Records drawn from a data collection:
— BEGIN —
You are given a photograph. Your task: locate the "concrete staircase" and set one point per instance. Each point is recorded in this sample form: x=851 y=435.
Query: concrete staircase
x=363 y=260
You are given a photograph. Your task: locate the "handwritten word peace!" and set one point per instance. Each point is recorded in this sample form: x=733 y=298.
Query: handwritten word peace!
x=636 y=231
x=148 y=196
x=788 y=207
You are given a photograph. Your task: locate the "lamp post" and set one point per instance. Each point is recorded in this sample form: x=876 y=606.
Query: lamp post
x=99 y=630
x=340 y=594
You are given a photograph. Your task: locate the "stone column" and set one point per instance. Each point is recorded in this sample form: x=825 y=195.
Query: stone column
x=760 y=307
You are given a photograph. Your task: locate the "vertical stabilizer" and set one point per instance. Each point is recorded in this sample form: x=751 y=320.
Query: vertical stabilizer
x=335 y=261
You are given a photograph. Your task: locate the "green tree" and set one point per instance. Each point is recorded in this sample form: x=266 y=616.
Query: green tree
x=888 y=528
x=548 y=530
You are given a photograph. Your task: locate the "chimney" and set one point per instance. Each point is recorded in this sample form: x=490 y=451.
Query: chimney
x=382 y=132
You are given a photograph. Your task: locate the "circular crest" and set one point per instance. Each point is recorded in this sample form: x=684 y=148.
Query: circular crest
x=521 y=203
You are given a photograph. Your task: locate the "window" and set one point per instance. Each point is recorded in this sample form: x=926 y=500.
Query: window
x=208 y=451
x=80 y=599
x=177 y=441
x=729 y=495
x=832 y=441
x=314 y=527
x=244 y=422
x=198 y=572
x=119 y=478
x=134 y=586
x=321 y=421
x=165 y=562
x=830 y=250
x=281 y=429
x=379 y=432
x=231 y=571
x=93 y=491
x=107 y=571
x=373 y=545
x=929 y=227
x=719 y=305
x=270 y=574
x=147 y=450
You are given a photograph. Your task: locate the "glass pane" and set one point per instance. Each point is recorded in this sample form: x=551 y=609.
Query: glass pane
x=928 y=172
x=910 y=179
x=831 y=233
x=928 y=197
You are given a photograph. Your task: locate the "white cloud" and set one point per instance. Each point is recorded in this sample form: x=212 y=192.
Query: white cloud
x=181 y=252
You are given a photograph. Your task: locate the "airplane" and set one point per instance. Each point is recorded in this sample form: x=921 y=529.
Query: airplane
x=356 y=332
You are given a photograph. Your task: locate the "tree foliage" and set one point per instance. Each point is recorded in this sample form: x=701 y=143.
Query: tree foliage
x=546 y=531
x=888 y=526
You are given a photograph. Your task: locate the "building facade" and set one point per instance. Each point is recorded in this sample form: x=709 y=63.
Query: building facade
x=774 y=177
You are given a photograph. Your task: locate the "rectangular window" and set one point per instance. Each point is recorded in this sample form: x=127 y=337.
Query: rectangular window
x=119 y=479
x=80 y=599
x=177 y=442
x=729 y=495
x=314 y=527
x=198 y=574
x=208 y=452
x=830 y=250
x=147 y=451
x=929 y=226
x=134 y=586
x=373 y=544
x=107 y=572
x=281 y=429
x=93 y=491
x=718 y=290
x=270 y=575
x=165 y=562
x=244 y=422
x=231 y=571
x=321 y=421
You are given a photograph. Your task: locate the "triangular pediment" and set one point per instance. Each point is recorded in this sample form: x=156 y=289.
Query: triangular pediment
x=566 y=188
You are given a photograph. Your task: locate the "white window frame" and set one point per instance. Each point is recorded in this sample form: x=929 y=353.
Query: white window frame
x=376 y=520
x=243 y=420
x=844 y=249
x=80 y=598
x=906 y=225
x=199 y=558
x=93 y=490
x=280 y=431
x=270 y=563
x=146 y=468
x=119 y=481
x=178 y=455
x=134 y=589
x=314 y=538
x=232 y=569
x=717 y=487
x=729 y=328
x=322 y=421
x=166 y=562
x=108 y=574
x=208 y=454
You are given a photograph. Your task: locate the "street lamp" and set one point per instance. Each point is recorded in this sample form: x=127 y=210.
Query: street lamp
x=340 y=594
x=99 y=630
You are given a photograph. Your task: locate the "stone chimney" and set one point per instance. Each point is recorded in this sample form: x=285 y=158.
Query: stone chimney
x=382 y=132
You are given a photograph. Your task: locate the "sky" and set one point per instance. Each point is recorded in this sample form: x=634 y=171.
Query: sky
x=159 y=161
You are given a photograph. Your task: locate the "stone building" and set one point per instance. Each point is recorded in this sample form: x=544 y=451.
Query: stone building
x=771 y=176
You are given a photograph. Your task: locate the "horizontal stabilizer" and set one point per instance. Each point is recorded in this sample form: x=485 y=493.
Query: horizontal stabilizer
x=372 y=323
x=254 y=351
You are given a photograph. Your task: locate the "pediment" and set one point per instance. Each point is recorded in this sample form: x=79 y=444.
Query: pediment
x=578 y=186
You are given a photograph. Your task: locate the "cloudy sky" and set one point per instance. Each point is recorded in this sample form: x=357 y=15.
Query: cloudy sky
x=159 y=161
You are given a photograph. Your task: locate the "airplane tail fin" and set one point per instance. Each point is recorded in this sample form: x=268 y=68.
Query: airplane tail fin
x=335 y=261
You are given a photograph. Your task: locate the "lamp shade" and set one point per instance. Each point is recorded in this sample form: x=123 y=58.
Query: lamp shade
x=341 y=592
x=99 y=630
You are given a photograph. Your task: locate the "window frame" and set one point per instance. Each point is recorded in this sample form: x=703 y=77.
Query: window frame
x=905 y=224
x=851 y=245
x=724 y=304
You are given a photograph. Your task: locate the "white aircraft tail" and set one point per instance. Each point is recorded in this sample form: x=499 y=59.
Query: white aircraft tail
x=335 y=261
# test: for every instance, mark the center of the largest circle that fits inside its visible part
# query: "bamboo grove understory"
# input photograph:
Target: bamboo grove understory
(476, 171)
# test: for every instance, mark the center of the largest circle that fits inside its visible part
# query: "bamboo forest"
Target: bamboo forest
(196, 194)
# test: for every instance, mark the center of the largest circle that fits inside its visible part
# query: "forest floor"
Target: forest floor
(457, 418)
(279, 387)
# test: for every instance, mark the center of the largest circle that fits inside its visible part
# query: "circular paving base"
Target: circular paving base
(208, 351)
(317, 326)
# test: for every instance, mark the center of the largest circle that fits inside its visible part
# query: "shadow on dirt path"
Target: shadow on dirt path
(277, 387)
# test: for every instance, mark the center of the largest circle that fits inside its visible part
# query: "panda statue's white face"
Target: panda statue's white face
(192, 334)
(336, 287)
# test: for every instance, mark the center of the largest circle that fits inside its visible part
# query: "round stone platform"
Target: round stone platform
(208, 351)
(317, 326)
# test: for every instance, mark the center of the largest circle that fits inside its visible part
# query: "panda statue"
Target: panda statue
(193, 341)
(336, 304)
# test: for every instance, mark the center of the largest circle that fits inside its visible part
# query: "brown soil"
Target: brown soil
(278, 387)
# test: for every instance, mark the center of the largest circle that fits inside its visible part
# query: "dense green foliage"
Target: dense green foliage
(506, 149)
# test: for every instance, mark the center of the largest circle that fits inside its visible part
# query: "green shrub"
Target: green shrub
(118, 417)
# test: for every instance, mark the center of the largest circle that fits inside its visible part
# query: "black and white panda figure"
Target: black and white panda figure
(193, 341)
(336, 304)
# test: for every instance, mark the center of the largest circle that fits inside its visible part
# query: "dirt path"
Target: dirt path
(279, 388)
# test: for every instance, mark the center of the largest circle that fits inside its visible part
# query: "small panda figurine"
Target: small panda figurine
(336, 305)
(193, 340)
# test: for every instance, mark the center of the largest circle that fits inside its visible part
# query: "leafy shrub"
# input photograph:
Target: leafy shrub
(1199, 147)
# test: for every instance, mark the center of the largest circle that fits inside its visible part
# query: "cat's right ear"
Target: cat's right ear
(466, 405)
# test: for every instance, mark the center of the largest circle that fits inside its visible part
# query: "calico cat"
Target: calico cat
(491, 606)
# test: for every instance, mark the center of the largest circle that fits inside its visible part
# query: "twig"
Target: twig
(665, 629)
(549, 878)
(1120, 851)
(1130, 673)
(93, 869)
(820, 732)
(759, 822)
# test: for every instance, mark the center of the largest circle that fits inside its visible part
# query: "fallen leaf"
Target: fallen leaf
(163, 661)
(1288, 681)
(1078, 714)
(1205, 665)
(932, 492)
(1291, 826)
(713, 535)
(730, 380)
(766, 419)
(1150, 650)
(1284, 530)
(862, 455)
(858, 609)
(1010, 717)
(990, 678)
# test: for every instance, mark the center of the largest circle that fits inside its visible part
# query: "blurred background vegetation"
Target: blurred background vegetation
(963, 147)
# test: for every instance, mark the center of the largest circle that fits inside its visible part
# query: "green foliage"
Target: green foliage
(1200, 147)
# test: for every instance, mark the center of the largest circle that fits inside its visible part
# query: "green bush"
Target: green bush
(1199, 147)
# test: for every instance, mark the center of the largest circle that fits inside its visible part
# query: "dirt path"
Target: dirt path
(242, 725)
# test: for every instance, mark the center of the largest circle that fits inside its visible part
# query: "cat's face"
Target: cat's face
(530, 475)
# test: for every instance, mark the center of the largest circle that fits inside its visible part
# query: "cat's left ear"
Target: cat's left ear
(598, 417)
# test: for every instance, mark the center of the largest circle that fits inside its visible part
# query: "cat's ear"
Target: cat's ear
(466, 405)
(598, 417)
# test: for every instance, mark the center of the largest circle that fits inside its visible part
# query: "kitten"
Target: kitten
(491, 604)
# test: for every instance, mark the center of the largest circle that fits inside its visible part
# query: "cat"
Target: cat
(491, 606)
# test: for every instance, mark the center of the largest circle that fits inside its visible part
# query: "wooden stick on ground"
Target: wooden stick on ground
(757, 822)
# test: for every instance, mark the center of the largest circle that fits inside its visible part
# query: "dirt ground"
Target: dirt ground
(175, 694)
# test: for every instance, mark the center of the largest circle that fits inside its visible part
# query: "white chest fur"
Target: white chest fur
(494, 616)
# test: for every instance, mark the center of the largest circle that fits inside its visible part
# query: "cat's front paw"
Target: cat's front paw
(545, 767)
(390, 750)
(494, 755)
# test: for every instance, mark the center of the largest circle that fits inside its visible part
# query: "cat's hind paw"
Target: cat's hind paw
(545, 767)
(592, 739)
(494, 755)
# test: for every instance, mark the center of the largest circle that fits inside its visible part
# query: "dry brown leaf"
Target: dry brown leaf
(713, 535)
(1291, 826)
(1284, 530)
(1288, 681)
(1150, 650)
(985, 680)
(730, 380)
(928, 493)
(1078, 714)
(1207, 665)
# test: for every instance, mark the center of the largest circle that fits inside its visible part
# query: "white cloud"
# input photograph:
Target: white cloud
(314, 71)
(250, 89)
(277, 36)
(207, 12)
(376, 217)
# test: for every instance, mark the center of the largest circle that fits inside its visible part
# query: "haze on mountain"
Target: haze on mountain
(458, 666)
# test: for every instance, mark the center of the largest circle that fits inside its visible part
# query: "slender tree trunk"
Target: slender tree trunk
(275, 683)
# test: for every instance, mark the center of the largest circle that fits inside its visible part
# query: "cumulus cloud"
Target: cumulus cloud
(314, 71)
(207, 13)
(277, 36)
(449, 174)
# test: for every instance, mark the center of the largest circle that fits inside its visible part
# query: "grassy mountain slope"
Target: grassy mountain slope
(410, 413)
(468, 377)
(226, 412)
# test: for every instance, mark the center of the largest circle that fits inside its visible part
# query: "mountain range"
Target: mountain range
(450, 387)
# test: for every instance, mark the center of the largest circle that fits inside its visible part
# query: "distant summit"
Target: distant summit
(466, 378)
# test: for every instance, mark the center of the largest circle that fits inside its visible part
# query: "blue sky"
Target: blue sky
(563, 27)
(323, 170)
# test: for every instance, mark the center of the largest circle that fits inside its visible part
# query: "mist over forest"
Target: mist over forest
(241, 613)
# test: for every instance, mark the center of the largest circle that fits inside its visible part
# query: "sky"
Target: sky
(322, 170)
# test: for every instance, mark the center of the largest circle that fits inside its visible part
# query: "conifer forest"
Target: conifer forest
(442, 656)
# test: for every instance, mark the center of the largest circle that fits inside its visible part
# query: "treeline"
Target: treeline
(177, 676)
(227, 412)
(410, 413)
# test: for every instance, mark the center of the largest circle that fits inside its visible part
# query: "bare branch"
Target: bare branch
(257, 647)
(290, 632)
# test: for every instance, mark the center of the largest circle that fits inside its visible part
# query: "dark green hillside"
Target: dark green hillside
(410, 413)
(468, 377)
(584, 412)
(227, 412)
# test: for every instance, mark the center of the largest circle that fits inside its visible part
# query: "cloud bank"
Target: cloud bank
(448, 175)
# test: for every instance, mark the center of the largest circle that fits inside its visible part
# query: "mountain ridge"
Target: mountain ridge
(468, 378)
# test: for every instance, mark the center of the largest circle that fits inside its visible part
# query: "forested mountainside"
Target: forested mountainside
— END —
STATED GOAL: Please gather every line above that contains the string "base" and copy each one out. Case counts.

ANSWER TO THIS PROBLEM:
# query: "circular paving base"
Target: circular paving base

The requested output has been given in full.